[BEGIN Excerpt provided]
# Carrying toys in mouth



## BaxtersMum (Oct 6, 2012)

Hi

Baxter's shark attacks and biting in general is really calming down. We still have to shout 'No biting' the odd time but he knows what this means now and he certainly isn't biting as hard.

What we have noticed him doing is when he is excited, usually when greeting us first thing in the morning or when we return from going out, and when visitors come round, is he picks up one of his toys in his mouth before coming to us. He then whines (talks to us), happily, wagging his tail in his usual bum wiggling way. I'm wondering if this is his way of stopping himself from biting, or whether he wants to play. He doesn't seem to want to play with it, it's more that he wants a fuss.

Also, do any of you still let your V's mouth you. Our trainer said we should stop all mouthing because it will encourage the biting but I know as a breed they like to mouth and it's their way of 'loving' you. Is it ok to let him mouth us if he is being gentle and then just yelp or say 'No Biting' when it gets hard or do you agree with our trainer. Just wondered if any of you with adult V's find this a problem.

Thanks!


----------



## lilyloo (Jun 20, 2012)

Not sure if this is right or wrong, but we do let Ruby mouth us if she's gentle. If it's getting too rough we say no biting and she'll immediately stop and lick us instead. She likes to gently hold our hands in her mouth when she greets us sometimes.


----------



## BaxtersMum (Oct 6, 2012)

This is exactly what Baxter likes to do. Also on walks he sometimes mouths our fingers round the lead. Kind of like wanted to hold our hand. It's so cute!


----------



## Penny (Sep 22, 2011)
[END Excerpt provided]
Aim =>
Reproduce the part of the forum thread on carrying toys starting at "Baxter's shark attacks" and ending at "wants a fuss.". The listing that follows is separate material with no connection to the forum thread on carrying toys.
[BEGIN Records]
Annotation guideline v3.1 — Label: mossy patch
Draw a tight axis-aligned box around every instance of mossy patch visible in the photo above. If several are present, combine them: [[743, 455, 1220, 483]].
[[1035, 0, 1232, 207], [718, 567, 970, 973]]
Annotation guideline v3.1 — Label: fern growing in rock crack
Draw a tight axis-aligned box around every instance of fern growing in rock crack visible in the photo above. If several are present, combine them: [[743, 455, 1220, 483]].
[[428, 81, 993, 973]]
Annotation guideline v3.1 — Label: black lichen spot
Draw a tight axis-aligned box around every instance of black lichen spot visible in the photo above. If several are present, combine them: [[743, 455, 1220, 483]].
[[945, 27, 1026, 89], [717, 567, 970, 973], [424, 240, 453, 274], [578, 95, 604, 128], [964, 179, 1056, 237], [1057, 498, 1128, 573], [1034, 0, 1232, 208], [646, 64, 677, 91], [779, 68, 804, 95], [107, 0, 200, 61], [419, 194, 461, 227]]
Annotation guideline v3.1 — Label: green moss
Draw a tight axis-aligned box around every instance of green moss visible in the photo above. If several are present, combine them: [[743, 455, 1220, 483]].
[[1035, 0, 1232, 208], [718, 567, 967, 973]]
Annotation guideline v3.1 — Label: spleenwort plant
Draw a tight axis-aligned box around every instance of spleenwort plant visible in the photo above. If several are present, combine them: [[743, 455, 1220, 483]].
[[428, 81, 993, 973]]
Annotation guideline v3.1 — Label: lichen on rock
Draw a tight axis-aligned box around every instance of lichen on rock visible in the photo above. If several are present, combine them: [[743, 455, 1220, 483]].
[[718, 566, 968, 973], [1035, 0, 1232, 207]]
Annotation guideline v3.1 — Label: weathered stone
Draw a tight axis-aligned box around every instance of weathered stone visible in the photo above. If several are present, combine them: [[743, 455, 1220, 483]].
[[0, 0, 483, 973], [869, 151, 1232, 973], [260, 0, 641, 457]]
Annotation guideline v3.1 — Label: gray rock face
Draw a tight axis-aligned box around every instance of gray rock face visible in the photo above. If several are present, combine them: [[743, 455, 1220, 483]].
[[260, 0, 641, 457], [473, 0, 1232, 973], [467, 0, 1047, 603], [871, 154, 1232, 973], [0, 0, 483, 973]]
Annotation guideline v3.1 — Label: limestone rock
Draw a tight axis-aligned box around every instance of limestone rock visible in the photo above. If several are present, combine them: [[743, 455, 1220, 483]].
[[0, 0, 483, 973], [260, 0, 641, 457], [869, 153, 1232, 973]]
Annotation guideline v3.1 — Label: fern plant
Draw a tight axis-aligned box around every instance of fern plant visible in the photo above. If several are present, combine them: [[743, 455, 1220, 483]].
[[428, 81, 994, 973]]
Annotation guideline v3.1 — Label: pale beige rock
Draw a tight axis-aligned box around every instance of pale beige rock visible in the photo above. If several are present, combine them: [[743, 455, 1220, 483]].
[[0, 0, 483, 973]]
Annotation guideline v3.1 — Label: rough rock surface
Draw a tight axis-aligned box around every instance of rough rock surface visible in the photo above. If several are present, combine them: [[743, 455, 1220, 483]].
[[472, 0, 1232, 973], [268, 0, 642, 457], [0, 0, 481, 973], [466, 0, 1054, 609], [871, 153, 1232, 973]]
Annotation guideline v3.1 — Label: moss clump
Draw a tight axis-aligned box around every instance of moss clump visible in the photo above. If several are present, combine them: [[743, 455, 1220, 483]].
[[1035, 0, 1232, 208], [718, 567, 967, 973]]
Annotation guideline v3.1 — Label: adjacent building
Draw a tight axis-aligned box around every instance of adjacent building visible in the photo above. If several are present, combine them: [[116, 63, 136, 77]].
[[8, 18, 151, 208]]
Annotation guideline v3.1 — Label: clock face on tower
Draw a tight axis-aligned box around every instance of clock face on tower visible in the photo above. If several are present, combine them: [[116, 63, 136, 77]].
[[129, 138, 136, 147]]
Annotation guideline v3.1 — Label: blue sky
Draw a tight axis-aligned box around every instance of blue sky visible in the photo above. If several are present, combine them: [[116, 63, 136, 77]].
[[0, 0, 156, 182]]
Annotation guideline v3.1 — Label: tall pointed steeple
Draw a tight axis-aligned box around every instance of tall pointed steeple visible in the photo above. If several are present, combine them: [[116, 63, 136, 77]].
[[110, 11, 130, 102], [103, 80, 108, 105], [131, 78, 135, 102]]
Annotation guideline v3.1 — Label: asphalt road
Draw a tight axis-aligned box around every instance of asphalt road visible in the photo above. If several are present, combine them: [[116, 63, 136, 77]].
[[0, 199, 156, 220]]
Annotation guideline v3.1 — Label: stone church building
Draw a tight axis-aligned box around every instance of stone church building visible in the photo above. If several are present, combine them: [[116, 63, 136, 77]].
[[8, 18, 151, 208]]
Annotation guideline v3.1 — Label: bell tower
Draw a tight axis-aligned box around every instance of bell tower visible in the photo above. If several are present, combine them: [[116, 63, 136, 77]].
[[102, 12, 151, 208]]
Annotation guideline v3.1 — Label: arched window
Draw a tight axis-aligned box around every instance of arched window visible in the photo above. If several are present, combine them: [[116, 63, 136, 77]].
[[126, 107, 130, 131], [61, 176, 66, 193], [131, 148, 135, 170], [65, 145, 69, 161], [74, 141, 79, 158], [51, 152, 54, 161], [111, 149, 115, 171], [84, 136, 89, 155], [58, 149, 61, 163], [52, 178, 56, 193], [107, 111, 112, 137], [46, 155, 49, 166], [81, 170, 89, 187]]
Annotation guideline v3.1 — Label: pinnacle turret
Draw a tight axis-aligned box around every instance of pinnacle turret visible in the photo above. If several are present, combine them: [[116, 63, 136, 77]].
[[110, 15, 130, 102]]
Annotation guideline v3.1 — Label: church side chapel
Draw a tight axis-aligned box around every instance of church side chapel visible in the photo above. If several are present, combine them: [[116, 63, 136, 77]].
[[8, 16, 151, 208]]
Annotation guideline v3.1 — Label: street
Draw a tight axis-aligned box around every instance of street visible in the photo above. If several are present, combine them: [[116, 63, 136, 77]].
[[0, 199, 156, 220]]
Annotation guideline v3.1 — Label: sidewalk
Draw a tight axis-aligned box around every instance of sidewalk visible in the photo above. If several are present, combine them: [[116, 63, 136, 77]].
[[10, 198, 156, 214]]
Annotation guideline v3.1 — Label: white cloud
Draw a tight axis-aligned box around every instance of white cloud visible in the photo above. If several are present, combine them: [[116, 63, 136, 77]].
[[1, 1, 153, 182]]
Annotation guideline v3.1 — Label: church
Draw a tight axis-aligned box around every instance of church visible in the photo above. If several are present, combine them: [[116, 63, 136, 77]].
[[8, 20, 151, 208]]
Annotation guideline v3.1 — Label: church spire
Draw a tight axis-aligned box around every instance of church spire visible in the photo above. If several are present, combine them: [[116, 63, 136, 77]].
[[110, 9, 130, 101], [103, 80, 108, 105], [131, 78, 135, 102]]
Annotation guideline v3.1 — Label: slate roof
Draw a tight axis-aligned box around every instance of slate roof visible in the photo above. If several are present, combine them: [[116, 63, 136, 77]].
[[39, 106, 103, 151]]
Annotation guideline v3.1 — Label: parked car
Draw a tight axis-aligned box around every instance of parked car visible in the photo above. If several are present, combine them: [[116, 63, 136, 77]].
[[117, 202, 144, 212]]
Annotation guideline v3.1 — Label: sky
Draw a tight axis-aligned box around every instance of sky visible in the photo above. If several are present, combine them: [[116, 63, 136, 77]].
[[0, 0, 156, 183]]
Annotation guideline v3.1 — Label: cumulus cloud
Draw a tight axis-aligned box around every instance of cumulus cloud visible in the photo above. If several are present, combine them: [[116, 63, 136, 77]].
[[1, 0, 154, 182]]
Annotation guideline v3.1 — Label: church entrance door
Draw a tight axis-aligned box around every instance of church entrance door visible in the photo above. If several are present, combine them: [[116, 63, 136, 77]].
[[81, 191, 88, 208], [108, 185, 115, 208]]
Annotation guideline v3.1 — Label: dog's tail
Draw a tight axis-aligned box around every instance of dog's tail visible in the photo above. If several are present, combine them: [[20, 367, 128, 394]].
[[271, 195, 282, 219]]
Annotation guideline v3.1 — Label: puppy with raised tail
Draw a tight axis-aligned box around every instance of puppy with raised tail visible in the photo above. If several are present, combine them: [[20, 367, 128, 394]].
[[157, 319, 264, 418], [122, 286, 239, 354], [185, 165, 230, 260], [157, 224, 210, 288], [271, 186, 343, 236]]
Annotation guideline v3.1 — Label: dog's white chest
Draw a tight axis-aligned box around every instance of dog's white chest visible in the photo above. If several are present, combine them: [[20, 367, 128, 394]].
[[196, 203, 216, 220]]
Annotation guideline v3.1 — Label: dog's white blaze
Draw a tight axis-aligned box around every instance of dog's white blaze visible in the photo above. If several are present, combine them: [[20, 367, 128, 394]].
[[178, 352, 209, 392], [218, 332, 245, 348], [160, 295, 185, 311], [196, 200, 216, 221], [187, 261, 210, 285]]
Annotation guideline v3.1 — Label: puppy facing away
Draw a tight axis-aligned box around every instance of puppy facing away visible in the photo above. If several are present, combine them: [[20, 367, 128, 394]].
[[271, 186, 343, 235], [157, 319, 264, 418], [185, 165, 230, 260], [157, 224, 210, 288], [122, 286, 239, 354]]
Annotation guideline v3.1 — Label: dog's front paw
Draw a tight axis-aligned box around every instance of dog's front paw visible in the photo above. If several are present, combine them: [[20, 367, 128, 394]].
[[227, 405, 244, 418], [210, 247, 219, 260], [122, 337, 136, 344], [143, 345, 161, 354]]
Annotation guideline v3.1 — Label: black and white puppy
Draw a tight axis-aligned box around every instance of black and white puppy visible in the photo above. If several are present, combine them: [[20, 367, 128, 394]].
[END Records]
Answer to this problem =>
Baxter's shark attacks and biting in general is really calming down. We still have to shout 'No biting' the odd time but he knows what this means now and he certainly isn't biting as hard.

What we have noticed him doing is when he is excited, usually when greeting us first thing in the morning or when we return from going out, and when visitors come round, is he picks up one of his toys in his mouth before coming to us. He then whines (talks to us), happily, wagging his tail in his usual bum wiggling way. I'm wondering if this is his way of stopping himself from biting, or whether he wants to play. He doesn't seem to want to play with it, it's more that he wants a fuss.